# WRITTEN EXERCISE
In the data below, copy out the lines starting with the line with "outline sea water" and going on through the line with "199], [30, 196]]", renaming "sea water" to "ocean water" and changing nothing else.

(Region labeling entries)
**********

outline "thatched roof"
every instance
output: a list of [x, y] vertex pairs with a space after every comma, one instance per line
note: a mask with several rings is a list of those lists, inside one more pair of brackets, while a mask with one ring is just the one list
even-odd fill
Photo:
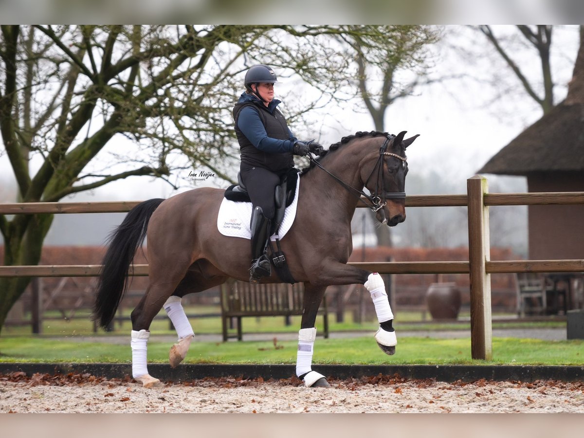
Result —
[[584, 171], [584, 103], [564, 102], [499, 151], [479, 173]]
[[479, 173], [584, 171], [584, 27], [568, 96], [514, 138]]

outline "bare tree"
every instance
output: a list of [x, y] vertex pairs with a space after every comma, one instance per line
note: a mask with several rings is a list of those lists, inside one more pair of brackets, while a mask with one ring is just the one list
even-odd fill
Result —
[[[439, 39], [437, 29], [428, 26], [391, 25], [383, 26], [391, 43], [381, 48], [371, 46], [359, 35], [343, 36], [350, 57], [354, 60], [354, 85], [375, 129], [387, 130], [385, 116], [390, 106], [411, 95], [423, 82], [427, 68], [427, 47]], [[404, 78], [399, 79], [400, 74]], [[374, 215], [373, 214], [371, 215]], [[377, 244], [391, 246], [391, 232], [387, 227], [376, 227]]]

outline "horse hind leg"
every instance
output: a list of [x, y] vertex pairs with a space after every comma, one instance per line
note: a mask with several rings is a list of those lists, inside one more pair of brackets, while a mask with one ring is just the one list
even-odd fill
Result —
[[179, 277], [179, 280], [174, 281], [151, 281], [145, 294], [130, 315], [132, 320], [130, 342], [132, 349], [132, 377], [134, 380], [141, 383], [144, 388], [151, 388], [160, 384], [158, 379], [150, 376], [147, 365], [150, 324], [180, 281]]
[[312, 371], [312, 354], [317, 329], [314, 326], [318, 307], [325, 295], [326, 286], [315, 287], [304, 283], [302, 321], [298, 336], [298, 353], [296, 356], [296, 375], [308, 388], [330, 387], [326, 378]]
[[182, 298], [175, 295], [171, 296], [164, 303], [164, 310], [172, 322], [178, 336], [176, 343], [171, 347], [168, 360], [171, 368], [176, 368], [185, 360], [189, 352], [190, 343], [194, 338], [194, 332], [185, 313], [181, 301]]

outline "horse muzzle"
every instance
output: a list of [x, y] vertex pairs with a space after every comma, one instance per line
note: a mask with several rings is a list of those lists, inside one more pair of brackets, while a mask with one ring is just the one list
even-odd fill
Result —
[[377, 217], [377, 220], [382, 224], [384, 224], [388, 227], [395, 227], [398, 224], [401, 224], [405, 220], [405, 213], [404, 213], [395, 214], [388, 220], [387, 217], [384, 217], [383, 213], [380, 213], [380, 212], [378, 211]]

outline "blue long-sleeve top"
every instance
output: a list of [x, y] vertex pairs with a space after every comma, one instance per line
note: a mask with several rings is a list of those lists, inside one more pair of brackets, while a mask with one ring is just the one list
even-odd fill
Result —
[[[244, 93], [239, 98], [238, 103], [242, 103], [253, 100], [259, 102], [259, 99], [253, 95]], [[273, 99], [268, 105], [267, 110], [270, 113], [273, 114], [276, 107], [281, 103], [281, 102], [277, 99]], [[263, 105], [263, 103], [262, 105]], [[241, 132], [251, 142], [252, 144], [263, 152], [272, 154], [291, 152], [294, 147], [294, 142], [298, 139], [294, 136], [289, 128], [288, 133], [290, 138], [288, 140], [278, 140], [268, 137], [266, 128], [264, 127], [258, 113], [259, 110], [252, 106], [244, 107], [241, 110], [237, 121], [237, 126], [241, 130]]]

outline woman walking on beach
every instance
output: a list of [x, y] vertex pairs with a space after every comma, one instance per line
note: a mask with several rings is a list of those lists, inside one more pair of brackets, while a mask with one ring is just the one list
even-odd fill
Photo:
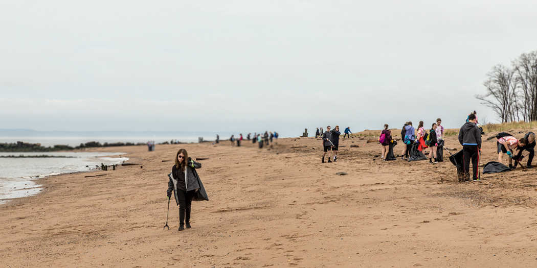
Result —
[[438, 139], [437, 137], [436, 130], [438, 128], [437, 125], [436, 123], [433, 123], [432, 128], [431, 128], [431, 131], [429, 131], [429, 141], [431, 143], [429, 144], [429, 163], [433, 163], [433, 157], [434, 157], [434, 163], [438, 163], [438, 160], [437, 159], [437, 146], [438, 146]]
[[412, 122], [409, 121], [405, 125], [404, 137], [403, 137], [403, 141], [407, 145], [407, 148], [403, 150], [404, 155], [401, 157], [401, 160], [406, 160], [408, 159], [408, 155], [412, 148], [412, 144], [414, 144], [414, 139], [416, 138], [414, 127], [412, 126]]
[[418, 146], [418, 150], [420, 152], [423, 151], [423, 149], [427, 148], [427, 145], [425, 145], [425, 129], [423, 127], [423, 121], [419, 121], [419, 125], [418, 125], [418, 136], [416, 139], [418, 140], [418, 142], [419, 143], [419, 145]]
[[170, 200], [173, 191], [175, 200], [179, 204], [179, 230], [190, 226], [190, 212], [192, 198], [199, 189], [198, 178], [193, 169], [201, 168], [201, 164], [188, 157], [185, 149], [179, 149], [175, 157], [175, 165], [171, 169], [168, 182], [168, 198]]
[[388, 161], [388, 153], [390, 151], [390, 142], [391, 141], [391, 132], [388, 130], [388, 124], [384, 124], [384, 129], [380, 132], [380, 138], [379, 142], [382, 146], [382, 159]]

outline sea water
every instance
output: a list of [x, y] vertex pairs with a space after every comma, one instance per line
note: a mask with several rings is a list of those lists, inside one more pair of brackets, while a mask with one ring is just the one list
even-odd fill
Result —
[[41, 191], [35, 183], [39, 177], [95, 170], [101, 163], [118, 164], [128, 158], [124, 153], [106, 152], [0, 152], [0, 204], [10, 199], [30, 196]]

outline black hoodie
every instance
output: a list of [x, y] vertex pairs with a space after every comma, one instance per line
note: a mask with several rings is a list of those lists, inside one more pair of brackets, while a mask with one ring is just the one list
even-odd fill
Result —
[[477, 144], [481, 148], [481, 131], [475, 123], [467, 122], [459, 131], [459, 142], [461, 145]]

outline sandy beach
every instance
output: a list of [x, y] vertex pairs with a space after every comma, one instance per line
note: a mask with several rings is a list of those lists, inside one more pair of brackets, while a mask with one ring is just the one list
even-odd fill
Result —
[[[482, 166], [497, 159], [495, 134]], [[341, 139], [330, 163], [314, 138], [93, 149], [139, 165], [44, 178], [42, 193], [0, 205], [0, 267], [537, 266], [537, 169], [460, 183], [447, 152], [435, 165], [384, 162], [367, 139]], [[163, 230], [180, 148], [208, 158], [198, 173], [210, 200], [193, 203], [192, 228], [179, 232], [172, 200]]]

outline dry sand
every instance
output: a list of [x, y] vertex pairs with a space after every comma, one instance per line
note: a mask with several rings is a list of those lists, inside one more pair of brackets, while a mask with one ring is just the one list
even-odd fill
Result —
[[[447, 152], [436, 165], [383, 162], [366, 140], [342, 140], [337, 162], [324, 164], [313, 138], [271, 150], [98, 149], [142, 168], [45, 178], [42, 193], [0, 206], [0, 267], [537, 266], [537, 169], [448, 182]], [[496, 159], [495, 143], [483, 142], [482, 165]], [[455, 137], [446, 146], [461, 148]], [[172, 200], [163, 230], [172, 165], [163, 161], [182, 147], [209, 158], [198, 172], [211, 200], [193, 203], [182, 232]]]

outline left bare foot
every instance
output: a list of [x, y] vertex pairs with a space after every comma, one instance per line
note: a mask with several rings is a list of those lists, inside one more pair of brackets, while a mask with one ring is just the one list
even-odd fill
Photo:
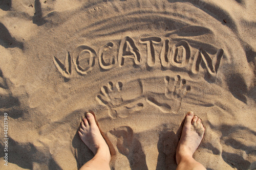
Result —
[[82, 141], [92, 151], [94, 155], [100, 154], [110, 161], [111, 155], [109, 146], [100, 133], [93, 115], [87, 113], [81, 122], [78, 134]]

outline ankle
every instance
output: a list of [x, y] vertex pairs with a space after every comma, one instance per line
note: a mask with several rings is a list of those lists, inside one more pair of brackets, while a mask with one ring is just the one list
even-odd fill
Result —
[[95, 154], [95, 157], [98, 158], [102, 160], [102, 161], [109, 163], [111, 160], [111, 155], [109, 151], [109, 148], [108, 150], [105, 148], [101, 148], [99, 147], [97, 153]]

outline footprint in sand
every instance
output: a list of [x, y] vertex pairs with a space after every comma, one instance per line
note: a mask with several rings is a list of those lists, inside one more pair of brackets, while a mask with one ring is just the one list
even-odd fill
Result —
[[13, 96], [8, 81], [0, 69], [0, 109], [10, 108], [19, 104], [18, 100]]
[[168, 76], [164, 78], [165, 96], [167, 99], [167, 103], [159, 102], [155, 98], [153, 97], [146, 98], [146, 101], [150, 105], [156, 107], [164, 113], [177, 113], [180, 108], [182, 99], [190, 90], [191, 87], [186, 85], [186, 80], [181, 80], [179, 75], [175, 76], [173, 85], [170, 85], [170, 78]]
[[112, 82], [108, 83], [108, 86], [103, 86], [101, 88], [101, 95], [98, 95], [96, 100], [101, 105], [106, 106], [109, 115], [113, 118], [117, 117], [127, 117], [135, 111], [143, 109], [143, 104], [138, 103], [135, 104], [124, 102], [121, 92], [123, 84], [121, 82], [116, 83], [116, 86]]
[[133, 131], [131, 127], [122, 126], [114, 129], [110, 132], [117, 138], [117, 149], [119, 153], [127, 157], [131, 169], [148, 169], [146, 156], [141, 144], [134, 137]]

**********

# ANSWER BELOW
outline ocean water
every instance
output: a list of [x, y] vertex pairs with a space after every comma, one instance per line
note: a mask with several rings is a list of those lists, inside one more pair of brackets, while a mask with one ring is just the one list
even-odd fill
Result —
[[41, 191], [35, 183], [39, 177], [95, 170], [101, 163], [118, 164], [128, 158], [124, 153], [106, 152], [0, 152], [0, 204], [10, 199], [30, 196]]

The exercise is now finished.